• [SECÇÃO DO DOCUMENTO]:
*****

LUIS REPRESAS


LUIS REPRESAS
AO VIVO EM COIMBRA

Coimbra, Teatro Académico de Gil Vicente
26 de Fevereiro de 2009


Quase dez da noite num Gil Vicente praticamente cheio. A luz já escassa da sala deu lentamente lugar uma escuridão total.


Abriu-se a cortina e soltou-se o primeiro aplauso da noite, ao som dos primeiros acordes de "Fora de tempo". No centro do Palco estava um Luís Represas sentado e vestido de preto, elegante e único. Igual a ele mesmo. Como ontem, como sempre.


Assim começava a conquista de um público que, ainda não o sabendo, ia na hora e meia seguinte assistir a uma actuação de altíssimo nível. "Por mão própria", a seguir, abriu a porta do mais recente album de originais do cantor.

“Boa noite! Eu falo já convosco...”, prometia Luís Represas.

Entrámos na "Hora do Lobo", antes de o artista se dirigir novamente ao público coimbrense, a quem revelou o quanto se sente em casa, no Gil Vicente. Introduziu a “Prece” e continuou a cantar e encantar.



Um "Zorro" belíssimo abriu caminho à apresentação dos músicos que constituem a actual banda de Luís Represas: Luís Fernando nas guitarras (o menos novo de todos, que acompanha Luís Represas há já alguns anos), Marcos Alves nas percussões e na bateria, Cícero Lee no baixo e Carlos Garcia nos teclados.


Vieram depois “E foi Dezembro”, soberbamente recolorido e interpretado, e uma "Feiticeira", que teve direito (como na versão original) a interpretação em português e em castelhano. O público estava ao rubro, e não era caso para menos.
A uma lindíssima e sentida interpretação de "Vôo da garça" seguiu-se o desejado "Colibri (pureza e desejo)", com Cícero Lee a dar a Marcos Alves uma mãozinha nas percussões - sempre bonito de ver.

A elevada maturidade musical deste novo conjunto de músicos que acompanha Luís Represas tornara-se evidente. Nenhum deles falha uma nota, nenhum deles falha um tempo. E nem por isso deixou de haver emoção em cada trecho musical produzido. Que o diga Luís Represas de Carlos Garcia, quando este o guiou, bem como ao afinadíssimo coro que foi o público do Gil Vicente, ao longo de um "Perdidamente" que teve tanto de belo como de arrepiante.

“Bravo, Público!”, disse ele aplaudindo, para acrescentar de seguida que “Vocês não imaginam o espectáculo que é ouvir-vos a cantar isto, sala após sala, noite após noite.”

Foi a vez de "Desencontro", aqui sem Simone, e de "Da próxima vez", com o público a servir, novamente, de coro.

*****

• [MATERIAL EXTRAÍDO]:
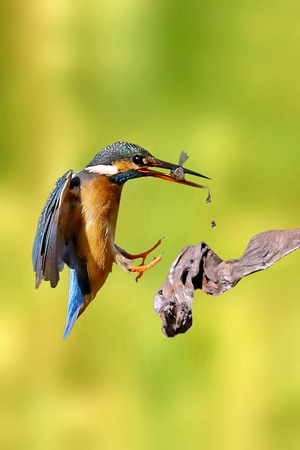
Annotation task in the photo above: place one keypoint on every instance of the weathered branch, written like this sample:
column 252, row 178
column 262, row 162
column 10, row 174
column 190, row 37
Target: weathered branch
column 198, row 267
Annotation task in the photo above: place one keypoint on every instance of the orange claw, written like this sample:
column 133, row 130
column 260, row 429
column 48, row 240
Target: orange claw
column 142, row 268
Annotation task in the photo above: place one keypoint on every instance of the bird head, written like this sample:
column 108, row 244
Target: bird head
column 123, row 161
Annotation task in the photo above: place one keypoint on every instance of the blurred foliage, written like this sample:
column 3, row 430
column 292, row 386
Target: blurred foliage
column 219, row 80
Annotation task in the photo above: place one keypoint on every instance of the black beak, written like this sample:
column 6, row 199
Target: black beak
column 177, row 173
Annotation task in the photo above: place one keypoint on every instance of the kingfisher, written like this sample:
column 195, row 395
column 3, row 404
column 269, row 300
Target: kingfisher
column 78, row 222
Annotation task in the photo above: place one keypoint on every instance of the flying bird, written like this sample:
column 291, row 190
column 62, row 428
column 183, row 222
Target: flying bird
column 78, row 223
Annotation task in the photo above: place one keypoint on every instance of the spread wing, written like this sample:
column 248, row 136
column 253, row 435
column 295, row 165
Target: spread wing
column 49, row 248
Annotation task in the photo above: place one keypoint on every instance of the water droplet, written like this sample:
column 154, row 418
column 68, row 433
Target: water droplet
column 208, row 200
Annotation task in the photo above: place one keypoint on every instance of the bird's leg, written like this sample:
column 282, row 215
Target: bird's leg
column 142, row 267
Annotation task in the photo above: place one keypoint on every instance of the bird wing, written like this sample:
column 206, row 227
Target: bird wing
column 49, row 244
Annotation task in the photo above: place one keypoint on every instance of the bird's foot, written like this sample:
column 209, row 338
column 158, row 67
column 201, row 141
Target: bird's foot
column 142, row 267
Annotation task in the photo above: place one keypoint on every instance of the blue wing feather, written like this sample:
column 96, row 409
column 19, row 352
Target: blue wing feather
column 48, row 247
column 76, row 299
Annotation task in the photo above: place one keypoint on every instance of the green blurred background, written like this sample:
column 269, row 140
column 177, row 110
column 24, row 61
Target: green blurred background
column 221, row 81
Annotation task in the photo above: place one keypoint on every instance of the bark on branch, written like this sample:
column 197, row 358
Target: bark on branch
column 198, row 267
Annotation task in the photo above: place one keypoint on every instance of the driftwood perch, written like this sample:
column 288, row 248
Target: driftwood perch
column 198, row 267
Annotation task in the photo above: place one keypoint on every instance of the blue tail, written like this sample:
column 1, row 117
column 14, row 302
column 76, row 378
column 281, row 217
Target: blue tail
column 76, row 299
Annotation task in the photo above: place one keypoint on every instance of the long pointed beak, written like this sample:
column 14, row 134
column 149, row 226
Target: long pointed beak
column 177, row 173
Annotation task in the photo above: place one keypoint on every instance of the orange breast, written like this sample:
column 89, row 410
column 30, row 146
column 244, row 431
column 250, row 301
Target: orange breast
column 100, row 205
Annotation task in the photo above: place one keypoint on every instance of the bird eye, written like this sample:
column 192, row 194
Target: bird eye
column 138, row 160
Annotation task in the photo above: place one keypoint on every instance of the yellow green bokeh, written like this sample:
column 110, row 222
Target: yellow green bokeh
column 221, row 81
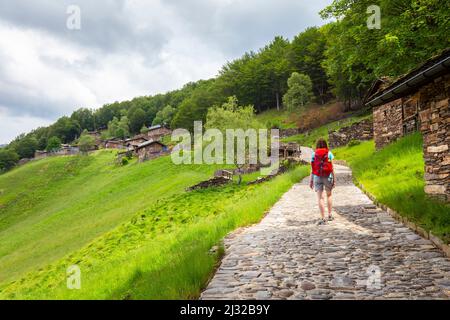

*****

• [OBJETIVO 1]: Atualize o trecho da crónica do concerto que vai de "Assim começava a" a "Garcia nos teclados.", trocando "coimbrense" por "de Coimbra".
• [OBJETIVO 2]: Indique os músicos da atual banda de Luís Represas mencionados na crónica do concerto, juntamente com o instrumento ou instrumentos que cada um toca.
As entradas constituem material à parte, independente da crónica do concerto.

• [RESPOSTA COMPLETA 1]:
Assim começava a conquista de um público que, ainda não o sabendo, ia na hora e meia seguinte assistir a uma actuação de altíssimo nível. "Por mão própria", a seguir, abriu a porta do mais recente album de originais do cantor.

“Boa noite! Eu falo já convosco...”, prometia Luís Represas.

Entrámos na "Hora do Lobo", antes de o artista se dirigir novamente ao público de Coimbra, a quem revelou o quanto se sente em casa, no Gil Vicente. Introduziu a “Prece” e continuou a cantar e encantar.



Um "Zorro" belíssimo abriu caminho à apresentação dos músicos que constituem a actual banda de Luís Represas: Luís Fernando nas guitarras (o menos novo de todos, que acompanha Luís Represas há já alguns anos), Marcos Alves nas percussões e na bateria, Cícero Lee no baixo e Carlos Garcia nos teclados.

• [RESPOSTA COMPLETA 2]:
- Luís Fernando: guitarras
- Marcos Alves: percussões e bateria
- Cícero Lee: baixo
- Carlos Garcia: teclados